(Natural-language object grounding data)

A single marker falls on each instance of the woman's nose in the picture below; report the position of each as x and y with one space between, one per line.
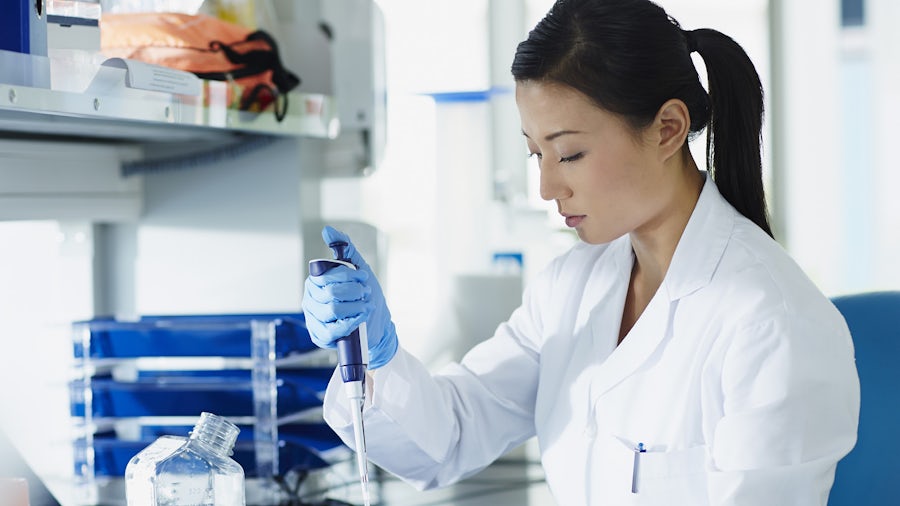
552 186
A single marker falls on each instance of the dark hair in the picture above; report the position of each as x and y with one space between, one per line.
630 57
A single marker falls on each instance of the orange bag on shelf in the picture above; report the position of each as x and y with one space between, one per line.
208 47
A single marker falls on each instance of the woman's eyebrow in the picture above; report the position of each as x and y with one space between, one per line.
554 135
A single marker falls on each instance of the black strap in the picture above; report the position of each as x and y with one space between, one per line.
255 62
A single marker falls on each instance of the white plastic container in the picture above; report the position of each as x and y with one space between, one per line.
195 471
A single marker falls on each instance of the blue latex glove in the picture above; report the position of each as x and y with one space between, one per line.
338 301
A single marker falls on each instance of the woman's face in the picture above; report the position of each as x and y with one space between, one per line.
606 180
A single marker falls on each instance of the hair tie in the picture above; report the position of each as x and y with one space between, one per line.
691 41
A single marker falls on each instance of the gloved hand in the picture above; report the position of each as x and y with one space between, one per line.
339 300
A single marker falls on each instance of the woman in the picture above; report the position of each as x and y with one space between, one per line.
676 355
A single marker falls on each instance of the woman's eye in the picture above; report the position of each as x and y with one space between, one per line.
572 158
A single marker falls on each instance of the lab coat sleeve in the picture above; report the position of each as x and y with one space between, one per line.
433 430
790 408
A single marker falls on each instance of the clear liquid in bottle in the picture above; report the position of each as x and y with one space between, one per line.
195 471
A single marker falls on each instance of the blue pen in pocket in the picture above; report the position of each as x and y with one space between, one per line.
637 465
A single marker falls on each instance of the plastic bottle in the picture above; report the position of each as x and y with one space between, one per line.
195 471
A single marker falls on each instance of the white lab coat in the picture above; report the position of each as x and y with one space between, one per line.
739 379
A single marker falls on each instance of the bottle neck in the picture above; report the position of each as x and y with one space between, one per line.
216 433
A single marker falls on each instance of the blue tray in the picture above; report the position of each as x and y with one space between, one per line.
188 393
191 336
300 448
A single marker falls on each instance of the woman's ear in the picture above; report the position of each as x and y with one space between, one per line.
672 124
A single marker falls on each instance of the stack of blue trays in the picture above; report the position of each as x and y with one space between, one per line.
148 398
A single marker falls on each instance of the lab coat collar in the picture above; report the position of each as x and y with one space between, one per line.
695 260
702 243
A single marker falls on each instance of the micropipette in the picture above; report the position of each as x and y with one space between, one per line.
353 359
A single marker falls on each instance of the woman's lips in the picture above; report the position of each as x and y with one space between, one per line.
574 221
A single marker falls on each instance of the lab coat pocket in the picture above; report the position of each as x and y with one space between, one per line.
671 477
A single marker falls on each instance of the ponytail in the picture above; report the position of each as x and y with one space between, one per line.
733 138
630 57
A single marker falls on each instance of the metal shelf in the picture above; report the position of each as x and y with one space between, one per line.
44 97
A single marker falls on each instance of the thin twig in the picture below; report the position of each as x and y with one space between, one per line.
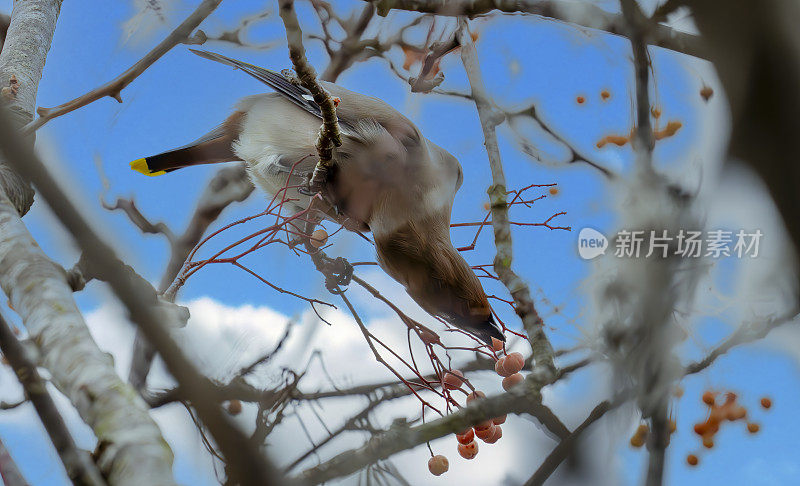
114 87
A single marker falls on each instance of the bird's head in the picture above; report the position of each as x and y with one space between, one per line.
420 256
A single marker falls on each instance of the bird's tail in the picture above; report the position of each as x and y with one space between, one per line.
216 146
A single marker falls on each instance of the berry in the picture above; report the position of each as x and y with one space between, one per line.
500 369
497 432
485 433
234 407
466 437
510 381
438 465
513 363
468 451
453 380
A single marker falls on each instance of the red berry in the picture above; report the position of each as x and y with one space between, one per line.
510 381
513 363
468 451
438 465
466 437
453 379
497 345
498 432
485 433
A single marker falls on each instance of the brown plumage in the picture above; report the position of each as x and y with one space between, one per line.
387 179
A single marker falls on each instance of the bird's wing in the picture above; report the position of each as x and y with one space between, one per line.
298 95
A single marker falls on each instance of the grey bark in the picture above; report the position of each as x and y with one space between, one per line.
22 59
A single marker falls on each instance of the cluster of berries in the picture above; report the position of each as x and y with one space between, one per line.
489 431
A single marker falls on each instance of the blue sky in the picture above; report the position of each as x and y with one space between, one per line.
524 60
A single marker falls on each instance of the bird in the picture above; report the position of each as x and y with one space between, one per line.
387 179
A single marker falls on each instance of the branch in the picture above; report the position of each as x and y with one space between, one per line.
114 87
27 41
521 399
78 464
248 466
566 446
533 323
9 472
229 185
329 132
581 14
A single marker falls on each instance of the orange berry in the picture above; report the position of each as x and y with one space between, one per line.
453 380
468 451
637 440
513 363
466 437
736 413
510 381
234 407
428 337
475 396
318 238
497 432
499 367
438 465
484 434
497 345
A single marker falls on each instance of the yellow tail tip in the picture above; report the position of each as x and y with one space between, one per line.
140 165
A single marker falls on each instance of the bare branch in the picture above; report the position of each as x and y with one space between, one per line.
533 323
78 464
581 14
248 466
27 41
9 472
114 87
329 132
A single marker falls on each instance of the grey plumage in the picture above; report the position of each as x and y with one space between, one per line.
387 179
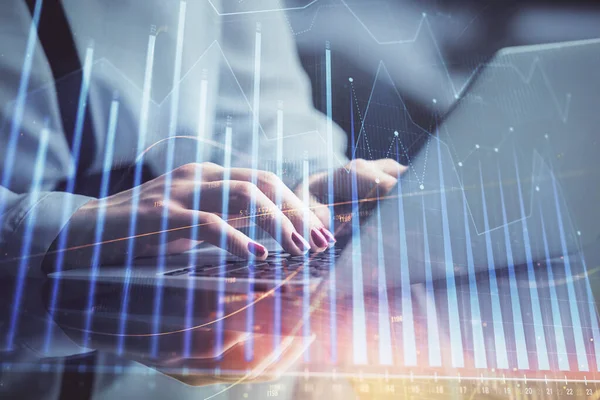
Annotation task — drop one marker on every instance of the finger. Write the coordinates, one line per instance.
(370, 178)
(301, 216)
(268, 216)
(214, 230)
(390, 167)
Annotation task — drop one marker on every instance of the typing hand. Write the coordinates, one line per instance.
(373, 178)
(199, 194)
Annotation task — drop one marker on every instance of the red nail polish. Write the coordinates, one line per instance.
(300, 242)
(328, 235)
(318, 238)
(257, 249)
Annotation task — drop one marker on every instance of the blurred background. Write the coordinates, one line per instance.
(417, 54)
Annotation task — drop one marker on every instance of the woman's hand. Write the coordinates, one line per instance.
(197, 194)
(373, 179)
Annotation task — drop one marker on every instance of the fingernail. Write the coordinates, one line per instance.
(300, 242)
(328, 235)
(257, 249)
(318, 238)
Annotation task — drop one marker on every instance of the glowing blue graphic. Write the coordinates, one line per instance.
(330, 199)
(538, 324)
(456, 346)
(359, 323)
(306, 268)
(385, 340)
(168, 178)
(104, 184)
(142, 132)
(593, 314)
(189, 315)
(68, 205)
(408, 325)
(34, 196)
(223, 241)
(433, 336)
(17, 119)
(521, 345)
(278, 234)
(249, 349)
(499, 339)
(478, 342)
(577, 332)
(559, 336)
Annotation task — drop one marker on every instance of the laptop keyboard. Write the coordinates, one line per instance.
(278, 265)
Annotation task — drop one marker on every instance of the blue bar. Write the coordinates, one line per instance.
(107, 167)
(359, 323)
(433, 335)
(142, 132)
(164, 226)
(499, 339)
(593, 313)
(223, 241)
(538, 324)
(561, 348)
(577, 332)
(408, 326)
(34, 196)
(278, 235)
(385, 339)
(330, 189)
(189, 315)
(306, 269)
(20, 102)
(521, 345)
(249, 348)
(478, 341)
(456, 346)
(68, 205)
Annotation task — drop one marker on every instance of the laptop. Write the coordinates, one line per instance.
(515, 158)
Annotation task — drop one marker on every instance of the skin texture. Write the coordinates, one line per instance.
(373, 177)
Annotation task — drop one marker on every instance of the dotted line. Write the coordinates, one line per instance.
(361, 122)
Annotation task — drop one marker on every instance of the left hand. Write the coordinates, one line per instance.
(374, 178)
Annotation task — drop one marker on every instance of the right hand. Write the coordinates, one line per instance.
(185, 180)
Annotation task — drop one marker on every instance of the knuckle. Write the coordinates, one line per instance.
(213, 221)
(268, 177)
(245, 189)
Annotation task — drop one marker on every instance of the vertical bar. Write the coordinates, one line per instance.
(167, 190)
(142, 132)
(223, 243)
(306, 269)
(77, 137)
(521, 345)
(201, 133)
(577, 331)
(359, 333)
(561, 348)
(278, 234)
(499, 339)
(478, 341)
(249, 348)
(433, 336)
(538, 324)
(408, 325)
(17, 119)
(593, 313)
(330, 199)
(99, 229)
(385, 338)
(456, 346)
(34, 196)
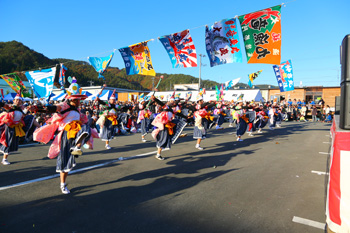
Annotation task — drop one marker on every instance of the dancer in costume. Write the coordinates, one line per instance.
(241, 120)
(74, 132)
(251, 115)
(168, 129)
(219, 115)
(261, 119)
(202, 120)
(272, 118)
(11, 126)
(144, 117)
(108, 120)
(278, 114)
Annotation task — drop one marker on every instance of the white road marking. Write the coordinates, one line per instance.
(324, 153)
(309, 222)
(75, 171)
(319, 173)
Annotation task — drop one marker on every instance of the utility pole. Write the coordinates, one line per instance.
(200, 65)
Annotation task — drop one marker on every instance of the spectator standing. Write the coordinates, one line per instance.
(314, 113)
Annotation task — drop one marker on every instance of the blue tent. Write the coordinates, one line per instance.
(10, 96)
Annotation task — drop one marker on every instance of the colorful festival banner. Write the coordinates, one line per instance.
(262, 35)
(284, 76)
(180, 49)
(231, 83)
(41, 81)
(101, 63)
(252, 77)
(62, 76)
(222, 43)
(137, 59)
(16, 84)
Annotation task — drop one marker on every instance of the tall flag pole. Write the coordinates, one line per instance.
(252, 77)
(284, 76)
(42, 81)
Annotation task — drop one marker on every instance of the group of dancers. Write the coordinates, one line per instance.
(70, 129)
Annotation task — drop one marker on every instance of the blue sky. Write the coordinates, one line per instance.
(312, 32)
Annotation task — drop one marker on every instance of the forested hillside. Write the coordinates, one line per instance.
(16, 57)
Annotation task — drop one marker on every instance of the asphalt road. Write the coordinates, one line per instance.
(258, 185)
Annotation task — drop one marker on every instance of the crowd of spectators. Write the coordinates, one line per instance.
(290, 110)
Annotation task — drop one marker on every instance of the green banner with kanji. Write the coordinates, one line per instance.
(16, 84)
(262, 35)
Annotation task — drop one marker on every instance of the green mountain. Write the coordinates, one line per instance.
(16, 57)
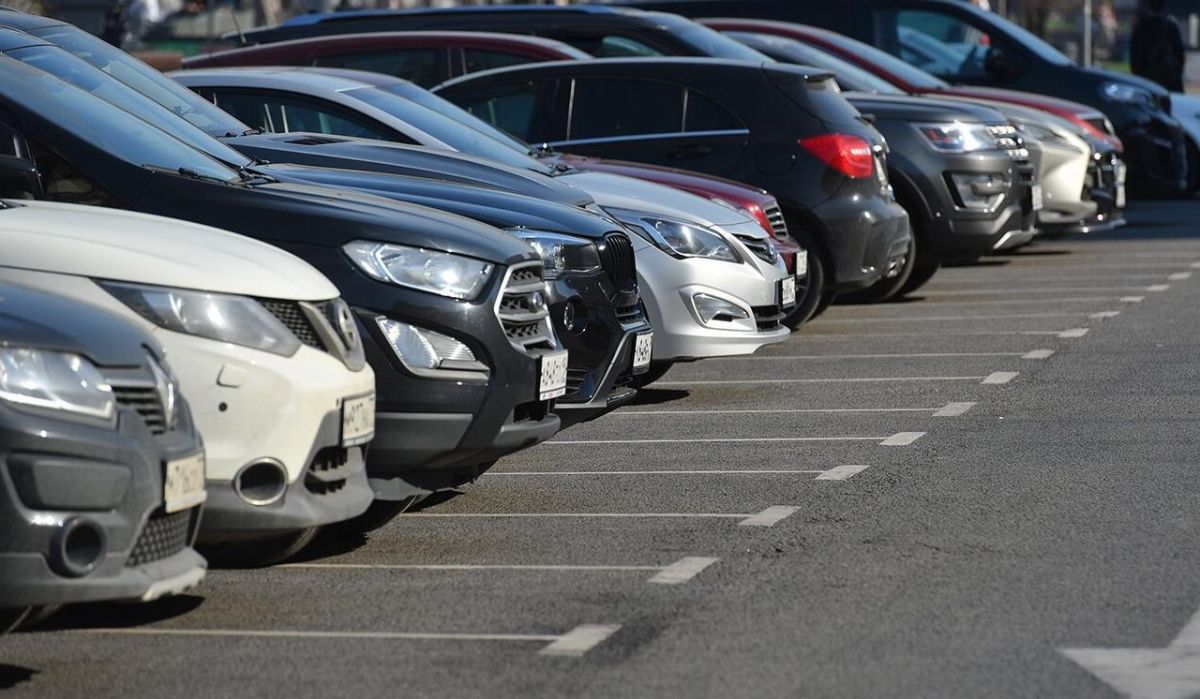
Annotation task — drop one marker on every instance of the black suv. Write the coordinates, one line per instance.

* TASK STATEMENT
Repeat only the lines from the one with "road. Write the coordinates, one line per instance." through the end of the data, both included and exactly as written. Pictures stay out of the copy.

* ANSWER AREA
Annotation task — drop one marker on every instance of the asphalt road. Write the coordinates, one line per instance.
(258, 185)
Annotation task — drop one marker on every instance of the crowd of spectators. Write the coordinates, one line per instance.
(290, 110)
Annotation task — drop one marker on every instance of the green banner with kanji. Write the coordinates, one line per instance.
(16, 84)
(262, 35)
Annotation task — drop one marker on every instance of the green mountain. Write the coordinates, one line per instance.
(16, 57)
Annotation task — drop one marker on every instance of the black suv. Write the coordinates, one line per instance.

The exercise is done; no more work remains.